===== Exercise input =====

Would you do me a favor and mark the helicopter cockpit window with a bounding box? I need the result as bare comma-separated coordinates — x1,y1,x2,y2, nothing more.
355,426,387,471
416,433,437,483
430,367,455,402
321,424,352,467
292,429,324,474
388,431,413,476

=====

Do this:
Turn the records into a numbered list, skipping any blank lines.

Exercise answer:
1. Would you do me a favor and mark the helicopter cockpit window with a bounding box? I need the result as bare comma-separated coordinates — x1,y1,x2,y2, nothing more.
2. 355,426,387,471
3. 416,433,437,483
4. 430,367,455,402
5. 321,424,352,467
6. 292,429,324,474
7. 388,431,413,476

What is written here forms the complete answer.